Document excerpt:

════════════════════

Friday, October 18, 2013

MARITIME INTERNATIONAL LAW PART 17

THE HIGH SEAS-ISSUES OTHER THAN SERVITUDES

File:Berner Iustitia.jpg To read the entire series so far in order of occurrence click here:   http://americanadmiraltybooks2.blogspot.com/p/the-enduring-principals-of-maritime.html

CLOSED SEAS: 

  From time to time various powers bordering on salt water seas connected to the greater mass of the high seas by relatively narrow straits or bay like "mouths" have claimed these as "closed seas". The old Soviet Union pressed this concept relative to the Black Sea and the Bosporus. Norway, Denmark, and Russia attempted to close the Baltic Sea early in the nineteenth century. The real reasoning for closed sea proposals is strategic military interests. The legal reason usually offered is that these seas are only used for transit to and from the adjacent coastal states. Such arguments never have been accepted internationally in principle or practice. The concept of a closed sea, while periodically claimed , is contrary to enduring principles of International Law. The Chinese claims to the China seas are unique in the history of such claims. China's neighboring states do not join her in any claim to the China Seas as a closed sea (ie Chinese territorial waters or in the alternative Exclusive Economic Zone) since China's claims run right up to the beach line of some of her neighbors. China is opposed in her territorial claims by most of her neighbors and her claims run counter not only to the traditional international law but to specific international conventions, some of which China is actually signatory to. China's claims are the most bold faced lawless attempt a closed seas ever seen in the history of this issue. The Chines claim is unprecedented. Prior the the Chinese claims, law suits, and illegal naval actions more recent history indicated that such claims die quietly when the perceived military necessity of the moment passes. However in the 1500s through the 1600s Great Britain fought for roughly 50 continuous years with other European powers in part over freedom of the seas.  British victories during that era helped solidify the international precedents now associated with the traditional and codified freedoms of the seas. China appears to want to revisit the issue, an attitude so out of keeping with the rest of the world and its closest neighbors that the contest could once again become one of naval arms.

════════════════════

Requirement 1: Do these statements agree with the closed seas text? Answer yes or no for each, and quote the deciding words. (a) Norway, Denmark, and Russia tried to close the Baltic Sea early in the nineteenth century. (b) The legal reason usually offered for closed sea proposals is strategic military interests. (c) China's neighboring states join her in claiming the China Seas as a closed sea.

Data excerpts:
════════════════════

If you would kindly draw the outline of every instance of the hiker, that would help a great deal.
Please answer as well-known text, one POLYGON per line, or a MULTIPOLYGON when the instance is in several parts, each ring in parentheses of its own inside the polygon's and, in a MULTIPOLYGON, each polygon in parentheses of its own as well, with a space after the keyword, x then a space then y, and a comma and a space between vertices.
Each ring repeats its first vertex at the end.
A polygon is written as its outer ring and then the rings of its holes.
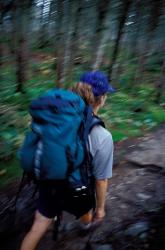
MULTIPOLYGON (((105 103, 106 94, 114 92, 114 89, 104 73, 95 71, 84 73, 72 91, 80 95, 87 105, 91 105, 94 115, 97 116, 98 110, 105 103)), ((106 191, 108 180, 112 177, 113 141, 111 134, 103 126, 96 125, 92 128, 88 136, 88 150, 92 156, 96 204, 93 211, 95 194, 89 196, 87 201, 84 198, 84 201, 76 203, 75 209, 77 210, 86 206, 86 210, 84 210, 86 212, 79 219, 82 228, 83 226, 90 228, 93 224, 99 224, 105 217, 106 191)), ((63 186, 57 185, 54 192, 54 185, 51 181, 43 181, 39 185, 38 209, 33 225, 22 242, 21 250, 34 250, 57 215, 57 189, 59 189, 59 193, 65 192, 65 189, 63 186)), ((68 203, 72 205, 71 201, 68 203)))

════════════════════

Requirement 2: Which lines of the entries contain the string "MULTIPOLYGON"? Collect and copy each such line, treating case as significant.

Task response 1:
(a) Yes: "Norway, Denmark, and Russia attempted to close the Baltic Sea early in the nineteenth century."
(b) No: "The legal reason usually offered is that these seas are only used for transit to and from the adjacent coastal states."
(c) No: "China's neighboring states do not join her in any claim to the China Seas as a closed sea"

Task response 2:
Please answer as well-known text, one POLYGON per line, or a MULTIPOLYGON when the instance is in several parts, each ring in parentheses of its own inside the polygon's and, in a MULTIPOLYGON, each polygon in parentheses of its own as well, with a space after the keyword, x then a space then y, and a comma and a space between vertices.
MULTIPOLYGON (((105 103, 106 94, 114 92, 114 89, 104 73, 95 71, 84 73, 72 91, 80 95, 87 105, 91 105, 94 115, 97 116, 98 110, 105 103)), ((106 191, 108 180, 112 177, 113 141, 111 134, 103 126, 96 125, 92 128, 88 136, 88 150, 92 156, 96 204, 93 211, 95 194, 89 196, 87 201, 84 198, 84 201, 76 203, 75 209, 77 210, 86 206, 86 210, 84 210, 86 212, 79 219, 82 228, 83 226, 90 228, 93 224, 99 224, 105 217, 106 191)), ((63 186, 57 185, 54 192, 54 185, 51 181, 43 181, 39 185, 38 209, 33 225, 22 242, 21 250, 34 250, 57 215, 57 189, 59 189, 59 193, 65 192, 65 189, 63 186)), ((68 203, 72 205, 71 201, 68 203)))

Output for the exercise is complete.